## WORK TO DO
Format the lines of the records below as a numbered list, omitting any blank lines.

## DATA FOR THE TASK
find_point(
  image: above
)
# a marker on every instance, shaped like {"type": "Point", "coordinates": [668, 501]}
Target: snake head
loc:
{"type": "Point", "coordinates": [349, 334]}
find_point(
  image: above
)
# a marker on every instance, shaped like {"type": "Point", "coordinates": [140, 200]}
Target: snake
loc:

## ANSWER TO THIS EXERCISE
1. find_point(
2.   image: above
3. )
4. # a marker on every instance, shaped like {"type": "Point", "coordinates": [668, 501]}
5. Target: snake head
6. loc:
7. {"type": "Point", "coordinates": [349, 334]}
8. find_point(
9.   image: above
10. )
11. # a marker on every instance, shaped like {"type": "Point", "coordinates": [140, 200]}
12. Target: snake
13. loc:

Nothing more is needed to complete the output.